Print the whole listing exactly.

━━━ Records for the task

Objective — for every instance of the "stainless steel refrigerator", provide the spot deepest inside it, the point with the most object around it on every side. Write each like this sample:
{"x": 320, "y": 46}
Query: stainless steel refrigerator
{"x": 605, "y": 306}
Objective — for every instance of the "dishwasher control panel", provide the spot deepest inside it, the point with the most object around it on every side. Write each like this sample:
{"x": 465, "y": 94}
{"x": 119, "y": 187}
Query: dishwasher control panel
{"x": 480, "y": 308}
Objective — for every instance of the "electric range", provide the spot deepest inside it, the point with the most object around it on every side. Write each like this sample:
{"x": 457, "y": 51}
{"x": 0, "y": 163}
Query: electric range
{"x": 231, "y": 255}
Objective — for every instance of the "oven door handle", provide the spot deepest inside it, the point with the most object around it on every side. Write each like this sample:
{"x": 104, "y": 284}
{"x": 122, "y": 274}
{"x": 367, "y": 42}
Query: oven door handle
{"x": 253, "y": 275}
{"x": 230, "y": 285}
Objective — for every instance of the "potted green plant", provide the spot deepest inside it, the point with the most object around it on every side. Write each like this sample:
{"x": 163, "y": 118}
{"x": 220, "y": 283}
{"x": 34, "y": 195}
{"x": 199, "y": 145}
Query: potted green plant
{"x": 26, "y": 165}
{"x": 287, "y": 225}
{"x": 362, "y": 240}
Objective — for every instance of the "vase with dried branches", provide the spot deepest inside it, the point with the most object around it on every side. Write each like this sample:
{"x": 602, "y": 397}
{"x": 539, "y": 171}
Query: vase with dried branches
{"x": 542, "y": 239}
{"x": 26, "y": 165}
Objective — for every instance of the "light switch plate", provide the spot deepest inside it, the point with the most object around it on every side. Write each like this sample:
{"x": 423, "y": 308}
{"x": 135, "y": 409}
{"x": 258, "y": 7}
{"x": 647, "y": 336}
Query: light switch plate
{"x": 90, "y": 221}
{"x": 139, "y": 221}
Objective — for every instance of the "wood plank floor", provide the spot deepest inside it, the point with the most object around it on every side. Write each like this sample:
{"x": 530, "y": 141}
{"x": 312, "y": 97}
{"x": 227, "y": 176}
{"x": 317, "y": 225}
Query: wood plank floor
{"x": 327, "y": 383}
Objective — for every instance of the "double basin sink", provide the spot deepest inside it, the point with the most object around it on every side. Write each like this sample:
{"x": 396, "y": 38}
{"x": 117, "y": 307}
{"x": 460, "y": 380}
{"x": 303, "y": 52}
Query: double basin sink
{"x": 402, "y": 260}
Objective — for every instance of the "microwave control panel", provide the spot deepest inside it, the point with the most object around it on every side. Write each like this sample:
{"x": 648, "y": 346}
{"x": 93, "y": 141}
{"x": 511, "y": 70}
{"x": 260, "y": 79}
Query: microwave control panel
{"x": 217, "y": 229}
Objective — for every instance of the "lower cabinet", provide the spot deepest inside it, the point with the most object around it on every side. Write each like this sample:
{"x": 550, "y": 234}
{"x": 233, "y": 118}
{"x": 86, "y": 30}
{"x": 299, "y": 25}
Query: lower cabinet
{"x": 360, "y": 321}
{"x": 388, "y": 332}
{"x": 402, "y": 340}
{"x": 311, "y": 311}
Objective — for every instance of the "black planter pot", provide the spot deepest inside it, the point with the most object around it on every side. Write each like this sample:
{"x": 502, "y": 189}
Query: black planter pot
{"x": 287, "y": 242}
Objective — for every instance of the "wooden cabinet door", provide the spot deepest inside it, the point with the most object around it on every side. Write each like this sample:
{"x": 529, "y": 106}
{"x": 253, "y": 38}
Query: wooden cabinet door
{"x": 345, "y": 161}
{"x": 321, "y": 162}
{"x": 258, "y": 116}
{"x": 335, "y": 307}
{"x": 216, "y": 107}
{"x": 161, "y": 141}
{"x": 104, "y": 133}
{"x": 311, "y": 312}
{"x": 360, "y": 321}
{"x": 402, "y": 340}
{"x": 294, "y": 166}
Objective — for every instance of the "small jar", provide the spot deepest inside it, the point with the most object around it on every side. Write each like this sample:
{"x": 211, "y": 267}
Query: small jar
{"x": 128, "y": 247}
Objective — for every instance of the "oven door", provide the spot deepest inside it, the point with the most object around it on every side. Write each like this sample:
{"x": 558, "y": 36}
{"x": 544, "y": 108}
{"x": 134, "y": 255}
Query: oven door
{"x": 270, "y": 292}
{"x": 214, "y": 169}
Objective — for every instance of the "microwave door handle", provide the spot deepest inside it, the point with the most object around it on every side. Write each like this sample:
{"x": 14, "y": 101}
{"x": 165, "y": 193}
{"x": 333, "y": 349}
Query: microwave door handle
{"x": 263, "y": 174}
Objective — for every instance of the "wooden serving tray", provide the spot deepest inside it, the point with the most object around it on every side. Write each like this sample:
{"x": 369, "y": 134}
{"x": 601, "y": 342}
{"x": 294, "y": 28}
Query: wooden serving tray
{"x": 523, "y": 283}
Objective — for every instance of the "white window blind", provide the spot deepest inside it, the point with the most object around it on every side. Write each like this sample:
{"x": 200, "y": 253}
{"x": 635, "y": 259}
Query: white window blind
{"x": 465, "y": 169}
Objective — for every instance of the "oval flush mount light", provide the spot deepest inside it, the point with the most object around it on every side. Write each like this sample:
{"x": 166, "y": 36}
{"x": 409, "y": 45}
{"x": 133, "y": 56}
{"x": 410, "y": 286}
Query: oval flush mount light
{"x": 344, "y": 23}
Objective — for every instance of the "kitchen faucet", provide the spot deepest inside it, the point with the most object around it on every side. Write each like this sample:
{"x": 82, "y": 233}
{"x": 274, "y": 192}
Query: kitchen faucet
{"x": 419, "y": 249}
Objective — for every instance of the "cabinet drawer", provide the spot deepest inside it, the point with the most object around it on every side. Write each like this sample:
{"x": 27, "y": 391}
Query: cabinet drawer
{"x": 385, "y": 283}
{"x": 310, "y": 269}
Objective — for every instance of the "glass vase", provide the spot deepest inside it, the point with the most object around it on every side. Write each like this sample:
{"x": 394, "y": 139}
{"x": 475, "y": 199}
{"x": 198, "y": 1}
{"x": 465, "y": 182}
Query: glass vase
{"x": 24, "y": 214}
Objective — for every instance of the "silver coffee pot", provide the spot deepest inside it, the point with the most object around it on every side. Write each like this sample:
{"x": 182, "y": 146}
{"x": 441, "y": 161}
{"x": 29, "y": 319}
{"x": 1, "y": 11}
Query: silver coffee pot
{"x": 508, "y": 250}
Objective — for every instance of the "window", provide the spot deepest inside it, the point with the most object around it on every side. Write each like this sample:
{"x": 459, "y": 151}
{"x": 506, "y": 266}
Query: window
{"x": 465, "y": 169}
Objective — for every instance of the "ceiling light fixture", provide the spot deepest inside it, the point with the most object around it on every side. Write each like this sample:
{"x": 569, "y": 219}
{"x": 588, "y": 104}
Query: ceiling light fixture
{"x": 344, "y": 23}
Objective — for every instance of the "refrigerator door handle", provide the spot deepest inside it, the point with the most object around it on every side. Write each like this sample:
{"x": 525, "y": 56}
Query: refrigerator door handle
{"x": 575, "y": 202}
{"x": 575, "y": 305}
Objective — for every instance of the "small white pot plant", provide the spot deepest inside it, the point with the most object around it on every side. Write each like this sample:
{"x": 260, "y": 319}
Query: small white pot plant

━━━━━━

- **Answer**
Objective — for every instance of the "stainless steel refrigerator", provide the spot deepest inside it, the point with the most object around it on every side. Write each like this sample:
{"x": 320, "y": 46}
Query: stainless steel refrigerator
{"x": 605, "y": 306}
Objective — for every instance of the "dishwasher control panel", provide the spot deepest inside it, the point with the most object around it on every side. Write each like this sample:
{"x": 465, "y": 94}
{"x": 119, "y": 187}
Query: dishwasher control panel
{"x": 480, "y": 308}
Objective — for every instance of the "electric range", provide the spot deepest inside it, the point with the most object around it on every side. Write each like this sample:
{"x": 457, "y": 51}
{"x": 0, "y": 163}
Query: electric range
{"x": 231, "y": 255}
Objective — for every instance of the "oven door handle", provide the spot deepest inside it, the point with the most object around it on every side. Write each like this sample:
{"x": 104, "y": 284}
{"x": 122, "y": 274}
{"x": 367, "y": 42}
Query: oven door handle
{"x": 253, "y": 275}
{"x": 230, "y": 285}
Objective — for every instance of the "potted green plant", provide the spot deepest inside it, the point with the most object around it on every side. Write each like this sample:
{"x": 163, "y": 118}
{"x": 220, "y": 283}
{"x": 34, "y": 195}
{"x": 199, "y": 145}
Query: potted green plant
{"x": 26, "y": 165}
{"x": 287, "y": 225}
{"x": 362, "y": 240}
Objective — for every instance of the "vase with dried branches", provide the spot deepest inside it, the point with the most object around it on every side. Write each like this sample:
{"x": 602, "y": 397}
{"x": 539, "y": 171}
Query: vase with dried branches
{"x": 542, "y": 239}
{"x": 26, "y": 165}
Objective — for every instance of the "light switch plate", provide the spot deepest inside it, the point with the most object around it on every side. Write each like this sample:
{"x": 423, "y": 308}
{"x": 135, "y": 409}
{"x": 258, "y": 7}
{"x": 647, "y": 336}
Query: light switch plate
{"x": 90, "y": 221}
{"x": 139, "y": 221}
Objective — for every instance of the "wood plank floor", provide the spot deepest inside it, the point with the most object around it on every side. Write each like this sample:
{"x": 530, "y": 141}
{"x": 312, "y": 97}
{"x": 227, "y": 176}
{"x": 317, "y": 225}
Query: wood plank floor
{"x": 327, "y": 383}
Objective — for every instance of the "double basin sink", provide the spot deepest inside it, the point with the most object around it on every side. Write each like this sample:
{"x": 396, "y": 38}
{"x": 117, "y": 307}
{"x": 460, "y": 380}
{"x": 303, "y": 52}
Query: double basin sink
{"x": 402, "y": 260}
Objective — for every instance of the "microwave control panel", provide the spot deepest inside it, the point with the most object around it on every side. Write each like this sample:
{"x": 648, "y": 346}
{"x": 93, "y": 141}
{"x": 511, "y": 70}
{"x": 260, "y": 79}
Query: microwave control panel
{"x": 217, "y": 229}
Objective — for every instance of the "lower cabinet", provide the spot deepest inside it, the point with the most object around it on every side. Write each like this sample:
{"x": 550, "y": 234}
{"x": 233, "y": 118}
{"x": 86, "y": 30}
{"x": 299, "y": 25}
Query: lower cabinet
{"x": 360, "y": 321}
{"x": 388, "y": 332}
{"x": 402, "y": 340}
{"x": 311, "y": 311}
Objective — for every instance of the "black planter pot", provide the spot deepest inside it, the point with the most object around it on every side. Write each like this sample:
{"x": 502, "y": 189}
Query: black planter pot
{"x": 287, "y": 242}
Objective — for every instance of the "wooden cabinet door", provide the spot deepest inside it, the point with the most object around it on every side. Write each like this sample:
{"x": 529, "y": 106}
{"x": 253, "y": 38}
Query: wooden cabinet door
{"x": 345, "y": 161}
{"x": 321, "y": 162}
{"x": 258, "y": 116}
{"x": 335, "y": 307}
{"x": 216, "y": 107}
{"x": 161, "y": 141}
{"x": 104, "y": 133}
{"x": 311, "y": 312}
{"x": 360, "y": 321}
{"x": 402, "y": 340}
{"x": 294, "y": 166}
Objective — for every instance of the "small jar", provide the spot deepest inside it, the point with the most object around it on every side. Write each like this sample:
{"x": 211, "y": 267}
Query: small jar
{"x": 128, "y": 247}
Objective — for every instance of the "oven door", provide the spot deepest inside it, the point with the most object around it on every side. Write each like this sample:
{"x": 558, "y": 36}
{"x": 544, "y": 108}
{"x": 134, "y": 255}
Query: oven door
{"x": 270, "y": 292}
{"x": 214, "y": 169}
Objective — for every instance of the "microwave door handle", provide the spot deepest inside it, the point with the most object around it on every side. Write each like this sample:
{"x": 14, "y": 101}
{"x": 165, "y": 193}
{"x": 333, "y": 349}
Query: microwave door handle
{"x": 263, "y": 174}
Objective — for every instance of the "wooden serving tray", provide the spot deepest inside it, the point with the most object around it on every side. Write each like this sample:
{"x": 369, "y": 134}
{"x": 601, "y": 342}
{"x": 294, "y": 28}
Query: wooden serving tray
{"x": 523, "y": 283}
Objective — for every instance of the "white window blind", provide the spot deepest inside it, the point with the most object around it on every side. Write each like this sample:
{"x": 200, "y": 253}
{"x": 635, "y": 259}
Query: white window blind
{"x": 465, "y": 169}
Objective — for every instance of the "oval flush mount light", provide the spot deepest inside it, the point with the most object around it on every side. Write each like this sample:
{"x": 166, "y": 36}
{"x": 409, "y": 45}
{"x": 133, "y": 56}
{"x": 410, "y": 286}
Query: oval flush mount light
{"x": 344, "y": 23}
Objective — for every instance of the "kitchen faucet", provide the spot deepest inside it, the point with the most object around it on every side. Write each like this sample:
{"x": 82, "y": 233}
{"x": 274, "y": 192}
Query: kitchen faucet
{"x": 419, "y": 249}
Objective — for every instance of the "cabinet drawer", provide the spot deepest inside it, the point with the most object around it on every side. Write each like this sample:
{"x": 27, "y": 391}
Query: cabinet drawer
{"x": 385, "y": 283}
{"x": 310, "y": 269}
Objective — for every instance of the "glass vase", provide the spot deepest inside it, the point with the most object around it on every side. Write each like this sample:
{"x": 394, "y": 139}
{"x": 475, "y": 199}
{"x": 198, "y": 1}
{"x": 465, "y": 182}
Query: glass vase
{"x": 24, "y": 214}
Objective — for every instance of the "silver coffee pot", provide the spot deepest inside it, the point with the most object around it on every side. Write each like this sample:
{"x": 182, "y": 146}
{"x": 441, "y": 161}
{"x": 29, "y": 319}
{"x": 1, "y": 11}
Query: silver coffee pot
{"x": 508, "y": 250}
Objective — for every instance of the "window", provide the spot deepest inside it, the point with the most object around it on every side. Write each like this sample:
{"x": 459, "y": 151}
{"x": 506, "y": 266}
Query: window
{"x": 465, "y": 169}
Objective — for every instance of the "ceiling light fixture", provide the spot deepest inside it, the point with the most object around it on every side. Write each like this sample:
{"x": 569, "y": 219}
{"x": 588, "y": 104}
Query: ceiling light fixture
{"x": 344, "y": 23}
Objective — for every instance of the "refrigerator door handle", provide the spot deepest inside it, the point with the most object around it on every side. Write each like this sample:
{"x": 525, "y": 56}
Query: refrigerator door handle
{"x": 575, "y": 202}
{"x": 575, "y": 305}
Objective — for every instance of the "small white pot plant", provide the spot deepest inside it, the point with the most object around it on every side. Write each like this sample:
{"x": 260, "y": 319}
Query: small white pot plant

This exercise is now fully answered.